STATED EXERCISE A:
Answer these questions using the travel account below:
(i) Until what time does the Van Gogh Museum stay open on Friday nights?
(ii) Whose works did the exhibition compare with those of Van Gogh?
(iii) Where did the writer and Susanne eat breakfast the next morning?
STATED EXERCISE B:
Reproduce the passage of the travel account below, starting at "The next morning, I" and ending at "by tour groups.".
[ARTICLE start]
Just across the street was the Van Gogh Museum, which on Friday nights remains open until 10 pm. It’s so common for things to close at 5 or 6 pm, that it’s great when something stays open later. Nevertheless, the line was still quite long (and unfortunately outside in the blustery cold). My museumkaart unfortunately did not allow me to jump the line at this particular museum. Once I got inside, the lines were super long for the coat check, so I opted to carry my purchases around the museum. Photography wasn’t permitted, so I contented myself with taking in the collection. I’ve always been a fan of Van Gogh–his thick use of paint lending his work an almost sculptural quality. I saw his Almond Blossom painting, which hangs in the dining room, as well as his lilies and sunflowers. It’s great to see so many works by the same artist on display. You can really get an appreciation for the artist’s range, both of subject matter and techniques. They also had an interesting exhibition comparing the works of Edvard Munch and Van Gogh, where they would display thematically or stylistically related works side by side. In many cases, they were surprisingly similar. Ultimately, I preferred Van Gogh’s often glossier, textured paintings over Munch’s more matte work. After I’d had my fill, I did a quick search of the surrounding restaurants and decided to give The Seafood Bar a try. It seemed to be a popular spot, as it was bustling and full of folk (even had to wait for a seat at the bar). I started with a salad with smoked salmon and horseradish and, because I wanted to sample something else, their lobster salad sandwich. The nice thing about sitting at bars is that it’s often where solo travelers/diners sit, so I ended up striking up a conversation with the nice gentleman sitting next to me, chatting about travel, linguistics and fish.
The next morning, I ventured over to the Rijksmuseum and met up with Susanne, who hadn’t visited the museum in a long time. We grabbed a quick breakfast in the museum café and got her tickets (with surprisingly no line). We wandered through the collection, sticking mostly to works after the 1600s, as we’re both not big fans of paintings from the earlier centuries. Some of Rembrandt’s most famous works were featured, including The Night Watch, which were fairly heavily trafficked by tour groups.
[ARTICLE end]
[EXTRACTED RECORDS start]
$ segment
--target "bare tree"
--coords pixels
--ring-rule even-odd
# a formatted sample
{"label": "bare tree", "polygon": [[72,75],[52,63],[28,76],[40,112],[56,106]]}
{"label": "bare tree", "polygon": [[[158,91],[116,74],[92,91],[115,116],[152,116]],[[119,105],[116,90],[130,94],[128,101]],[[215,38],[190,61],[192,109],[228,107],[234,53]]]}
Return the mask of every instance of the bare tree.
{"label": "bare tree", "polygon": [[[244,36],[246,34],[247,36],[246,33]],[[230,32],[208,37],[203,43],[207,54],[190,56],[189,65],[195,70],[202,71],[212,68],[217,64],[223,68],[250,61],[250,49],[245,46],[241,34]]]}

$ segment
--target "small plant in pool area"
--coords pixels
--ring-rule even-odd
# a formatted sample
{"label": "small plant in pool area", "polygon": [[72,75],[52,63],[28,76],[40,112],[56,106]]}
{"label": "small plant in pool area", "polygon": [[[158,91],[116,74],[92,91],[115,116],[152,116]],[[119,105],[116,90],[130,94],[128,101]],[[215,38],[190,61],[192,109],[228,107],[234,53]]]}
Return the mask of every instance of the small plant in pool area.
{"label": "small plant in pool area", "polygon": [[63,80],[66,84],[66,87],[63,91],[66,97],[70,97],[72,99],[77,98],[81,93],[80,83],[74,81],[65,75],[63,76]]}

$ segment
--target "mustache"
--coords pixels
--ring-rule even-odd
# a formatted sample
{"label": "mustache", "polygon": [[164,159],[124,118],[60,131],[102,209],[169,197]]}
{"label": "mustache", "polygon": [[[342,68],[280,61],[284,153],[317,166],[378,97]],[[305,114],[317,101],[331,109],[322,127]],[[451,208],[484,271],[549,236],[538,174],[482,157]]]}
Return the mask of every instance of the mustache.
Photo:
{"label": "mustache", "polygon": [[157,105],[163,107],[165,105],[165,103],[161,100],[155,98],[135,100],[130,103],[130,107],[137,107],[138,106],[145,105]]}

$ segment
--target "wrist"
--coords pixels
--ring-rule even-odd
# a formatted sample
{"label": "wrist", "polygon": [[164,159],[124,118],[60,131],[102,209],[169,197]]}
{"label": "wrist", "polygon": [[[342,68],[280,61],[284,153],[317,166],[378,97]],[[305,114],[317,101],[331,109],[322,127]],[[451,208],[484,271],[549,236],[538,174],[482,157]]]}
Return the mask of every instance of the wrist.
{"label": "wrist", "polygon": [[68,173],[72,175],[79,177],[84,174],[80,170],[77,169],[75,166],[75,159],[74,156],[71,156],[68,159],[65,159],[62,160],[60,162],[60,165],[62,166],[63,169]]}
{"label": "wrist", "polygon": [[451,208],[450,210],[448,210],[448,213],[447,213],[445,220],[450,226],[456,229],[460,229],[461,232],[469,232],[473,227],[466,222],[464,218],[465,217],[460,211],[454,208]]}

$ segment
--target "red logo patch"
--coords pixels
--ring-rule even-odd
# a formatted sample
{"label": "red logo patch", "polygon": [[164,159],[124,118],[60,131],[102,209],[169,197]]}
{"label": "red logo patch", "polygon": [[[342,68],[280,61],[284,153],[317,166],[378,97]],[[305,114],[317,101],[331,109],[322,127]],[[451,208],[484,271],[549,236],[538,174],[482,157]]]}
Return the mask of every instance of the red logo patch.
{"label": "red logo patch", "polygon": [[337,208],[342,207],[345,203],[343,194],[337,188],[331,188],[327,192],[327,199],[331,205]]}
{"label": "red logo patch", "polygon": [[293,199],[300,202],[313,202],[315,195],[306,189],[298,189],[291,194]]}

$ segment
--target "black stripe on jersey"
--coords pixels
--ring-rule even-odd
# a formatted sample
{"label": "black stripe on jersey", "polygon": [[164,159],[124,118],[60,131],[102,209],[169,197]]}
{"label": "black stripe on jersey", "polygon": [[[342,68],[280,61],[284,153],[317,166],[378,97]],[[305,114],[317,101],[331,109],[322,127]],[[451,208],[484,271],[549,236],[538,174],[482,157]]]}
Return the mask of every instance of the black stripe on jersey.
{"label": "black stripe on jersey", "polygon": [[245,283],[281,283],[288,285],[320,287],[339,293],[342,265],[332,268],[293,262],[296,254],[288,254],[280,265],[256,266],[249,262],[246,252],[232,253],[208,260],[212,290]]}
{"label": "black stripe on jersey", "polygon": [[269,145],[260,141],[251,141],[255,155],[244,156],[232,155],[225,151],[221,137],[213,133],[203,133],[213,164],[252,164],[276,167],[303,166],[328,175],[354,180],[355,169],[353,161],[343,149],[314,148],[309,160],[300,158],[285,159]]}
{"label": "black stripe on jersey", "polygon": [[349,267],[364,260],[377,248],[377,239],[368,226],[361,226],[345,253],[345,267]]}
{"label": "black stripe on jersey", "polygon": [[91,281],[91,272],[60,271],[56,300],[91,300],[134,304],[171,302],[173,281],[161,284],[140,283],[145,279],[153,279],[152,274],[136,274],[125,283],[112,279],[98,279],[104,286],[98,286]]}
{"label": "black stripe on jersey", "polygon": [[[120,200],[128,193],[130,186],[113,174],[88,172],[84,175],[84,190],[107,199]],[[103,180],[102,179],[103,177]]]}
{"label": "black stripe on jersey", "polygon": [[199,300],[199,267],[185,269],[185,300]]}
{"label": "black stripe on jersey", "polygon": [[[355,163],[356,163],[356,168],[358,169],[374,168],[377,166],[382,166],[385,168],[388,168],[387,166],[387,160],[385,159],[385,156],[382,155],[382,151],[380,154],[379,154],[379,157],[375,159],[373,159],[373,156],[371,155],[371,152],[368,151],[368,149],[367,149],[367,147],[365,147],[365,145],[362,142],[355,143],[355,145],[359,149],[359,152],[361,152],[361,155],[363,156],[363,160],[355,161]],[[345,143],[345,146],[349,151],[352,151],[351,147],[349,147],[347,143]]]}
[EXTRACTED RECORDS end]
SOLUTION A:
(i) Until 10 pm.
(ii) Edvard Munch's.
(iii) In the museum café at the Rijksmuseum.

SOLUTION B:
The next morning, I ventured over to the Rijksmuseum and met up with Susanne, who hadn’t visited the museum in a long time. We grabbed a quick breakfast in the museum café and got her tickets (with surprisingly no line). We wandered through the collection, sticking mostly to works after the 1600s, as we’re both not big fans of paintings from the earlier centuries. Some of Rembrandt’s most famous works were featured, including The Night Watch, which were fairly heavily trafficked by tour groups.